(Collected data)
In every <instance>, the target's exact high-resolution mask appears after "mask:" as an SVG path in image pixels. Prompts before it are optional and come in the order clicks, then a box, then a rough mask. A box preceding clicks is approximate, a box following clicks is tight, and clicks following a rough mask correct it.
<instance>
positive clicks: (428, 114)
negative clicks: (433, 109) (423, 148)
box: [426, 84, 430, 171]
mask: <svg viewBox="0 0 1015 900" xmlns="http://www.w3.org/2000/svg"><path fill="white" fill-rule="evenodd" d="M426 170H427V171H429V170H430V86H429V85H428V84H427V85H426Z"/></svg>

**What is required:** Nothing in the records may be left out; reproduce them exactly.

**Solution below:**
In every <instance>, the target's exact high-resolution mask appears after "mask:" as an SVG path in image pixels. Prompts before it are optional and come in the order clicks, then a box, then a rough mask. A box preceding clicks is approximate, a box following clicks is tight, and clicks following a rough mask correct it.
<instance>
positive clicks: (428, 114)
negative clicks: (433, 109) (423, 148)
box: [426, 84, 430, 171]
mask: <svg viewBox="0 0 1015 900" xmlns="http://www.w3.org/2000/svg"><path fill="white" fill-rule="evenodd" d="M426 170H427V171H429V170H430V86H429V85H428V84H427V85H426Z"/></svg>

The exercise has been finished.